- Scales on the underside of the snake (venter scales) provide the contact
edges essential for the snake to move. At the end of the venter scales
is an anal plate which protects the opening to the cloaca. The cloaca
is a shared opening for waste and reproductive material to pass.
- Snakes have dry keratinous scales. The size, arrangement, and number
varies by species and location on the body. Generally, scales on the
head are larger on top, smaller and more numerous on the sides and around
the mouth and chin.
- Body scales usually lie in linear rows with each having a fixed number
of scales, typically an odd number ranging from 13 to 27. This number
is species specific.
- The body of the snake contains a string of vertebrae (bones that
make up the spine). Typically, there are more than 120 in the body and
tail and in some species as many as 585.

ACTIONS TO TAKE ::
1. List every numeral that appears in the snake anatomy passage.
2. According to the snake anatomy passage, what protects the opening to the cloaca?
3. Extend the snake anatomy passage by writing further bullet points that carry on after its final sentence.
You can ignore the items that come next.

PROVIDED RECORDS ::
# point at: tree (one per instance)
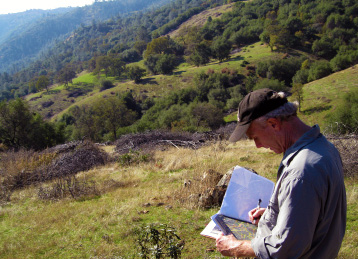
(206, 114)
(42, 82)
(103, 62)
(19, 127)
(166, 64)
(221, 49)
(135, 73)
(113, 113)
(117, 66)
(66, 75)
(157, 46)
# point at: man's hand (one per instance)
(255, 215)
(230, 246)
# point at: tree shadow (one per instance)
(150, 81)
(316, 109)
(178, 72)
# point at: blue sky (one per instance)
(15, 6)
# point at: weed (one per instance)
(158, 241)
(69, 186)
(133, 157)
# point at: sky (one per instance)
(16, 6)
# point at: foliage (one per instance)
(103, 118)
(346, 114)
(106, 84)
(297, 92)
(69, 186)
(201, 55)
(66, 75)
(318, 70)
(220, 49)
(133, 157)
(135, 73)
(280, 69)
(273, 84)
(19, 127)
(42, 83)
(158, 241)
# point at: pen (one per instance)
(257, 208)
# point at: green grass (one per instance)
(322, 97)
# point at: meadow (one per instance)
(136, 195)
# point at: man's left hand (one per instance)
(230, 246)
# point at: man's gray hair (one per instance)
(283, 112)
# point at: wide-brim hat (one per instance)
(253, 106)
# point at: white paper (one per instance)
(243, 193)
(211, 230)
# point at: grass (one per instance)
(104, 226)
(322, 97)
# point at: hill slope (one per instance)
(43, 31)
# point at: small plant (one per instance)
(158, 241)
(133, 157)
(69, 186)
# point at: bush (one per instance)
(106, 84)
(132, 158)
(158, 241)
(346, 114)
(319, 70)
(273, 84)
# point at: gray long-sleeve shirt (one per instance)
(306, 216)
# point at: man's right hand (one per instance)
(255, 215)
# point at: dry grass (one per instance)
(131, 196)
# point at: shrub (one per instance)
(273, 84)
(69, 186)
(319, 70)
(106, 84)
(133, 157)
(158, 241)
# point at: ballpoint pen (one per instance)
(257, 208)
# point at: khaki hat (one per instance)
(253, 106)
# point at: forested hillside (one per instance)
(278, 44)
(16, 23)
(26, 35)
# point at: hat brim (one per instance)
(239, 132)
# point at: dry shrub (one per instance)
(347, 145)
(16, 170)
(84, 157)
(26, 167)
(160, 139)
(69, 186)
(201, 192)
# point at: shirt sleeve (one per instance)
(292, 217)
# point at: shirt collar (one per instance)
(303, 141)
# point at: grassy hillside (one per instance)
(200, 19)
(321, 97)
(152, 85)
(137, 195)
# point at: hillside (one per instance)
(25, 41)
(152, 85)
(200, 19)
(15, 24)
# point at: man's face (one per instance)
(265, 135)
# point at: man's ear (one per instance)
(274, 123)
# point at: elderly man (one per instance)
(306, 215)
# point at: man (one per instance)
(306, 215)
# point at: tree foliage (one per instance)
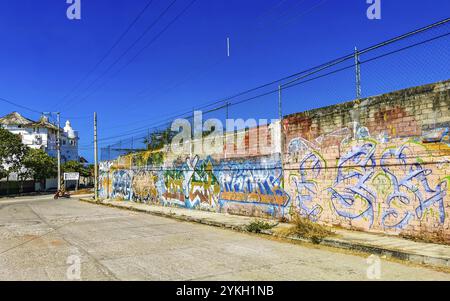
(12, 152)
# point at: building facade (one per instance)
(42, 134)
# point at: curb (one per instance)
(329, 242)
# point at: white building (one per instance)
(42, 135)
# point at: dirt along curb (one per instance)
(335, 242)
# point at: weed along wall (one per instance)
(377, 164)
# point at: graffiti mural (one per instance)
(351, 196)
(146, 186)
(255, 183)
(371, 166)
(121, 185)
(412, 194)
(307, 188)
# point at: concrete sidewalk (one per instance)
(390, 246)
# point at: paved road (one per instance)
(42, 239)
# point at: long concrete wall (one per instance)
(377, 164)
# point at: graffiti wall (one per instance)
(250, 186)
(379, 164)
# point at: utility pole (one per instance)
(58, 148)
(357, 74)
(95, 158)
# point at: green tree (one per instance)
(12, 152)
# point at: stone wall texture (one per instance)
(377, 164)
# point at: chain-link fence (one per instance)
(416, 58)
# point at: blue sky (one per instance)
(43, 55)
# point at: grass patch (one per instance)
(257, 226)
(305, 228)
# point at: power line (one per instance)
(292, 84)
(123, 54)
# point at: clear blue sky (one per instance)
(43, 55)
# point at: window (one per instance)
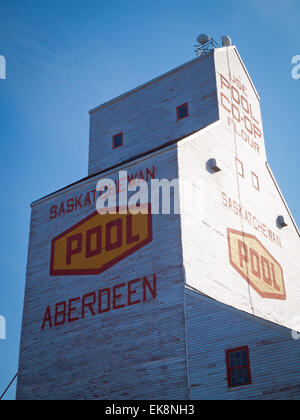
(182, 111)
(255, 181)
(238, 367)
(117, 140)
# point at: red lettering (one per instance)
(243, 253)
(72, 309)
(73, 251)
(96, 232)
(88, 305)
(53, 212)
(255, 270)
(47, 318)
(129, 238)
(116, 297)
(101, 292)
(115, 224)
(132, 292)
(60, 313)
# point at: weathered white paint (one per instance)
(205, 246)
(171, 347)
(147, 116)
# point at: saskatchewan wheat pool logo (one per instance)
(98, 242)
(256, 265)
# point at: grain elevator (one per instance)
(168, 306)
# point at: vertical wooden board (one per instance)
(131, 352)
(212, 328)
(233, 201)
(147, 116)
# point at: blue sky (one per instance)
(65, 57)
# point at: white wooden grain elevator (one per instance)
(159, 306)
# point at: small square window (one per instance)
(255, 181)
(238, 367)
(240, 168)
(117, 140)
(182, 111)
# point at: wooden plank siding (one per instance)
(171, 344)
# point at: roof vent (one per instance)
(281, 222)
(212, 166)
(226, 41)
(205, 44)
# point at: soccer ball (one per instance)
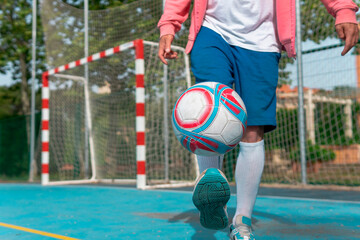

ANSWER SECTION ::
1. 13, 27, 120, 585

2. The anal plate protects the opening to the cloaca.

3.
- Snakes are more closely related to lizards than to other reptiles,
and probably evolved from a single group of lizards. Curiously, they
probably did not evolve from the group of legless lizards.
- Many snakes, such as vipers, boas and pythons have temperature-sensing
organs on their heads. These heat pits are sensitive to changes in temperature
of as little as 0.002 degrees Celsius, and effectively allow the snake
to navigate and hunt in the dark.
- Snakes can have over 300 pairs of ribs.
- Snakes turn "blue" before a shed. This opaque change to
the skin is actually due to the presence of a lymph-like layer of fluid
between the old and new skins, prior to the shed of the old skin.
- The smallest snake may be the Martinique thread snake (Leptotyphlops
bilineatus), which does not grow any bigger than 4 1/4 inches.
- The glottis, which is the entry to the trachea (breathing tube), can
move to either side, to allow the snake to swallow prey. This is the
tube you see when you look at the floor of a snake's mouth. Cartilage
around the opening of the tube closes to prevent food from entering
the respiratory tract, and produces the classic "hiss" in
many snakes.
- A snake's heart can slide 1 to 1 1/2 times its length from its normal
position, to allow the passage of swallowed prey. This is because of
the relative mobility of the pericardial sac, which surrounds the heart.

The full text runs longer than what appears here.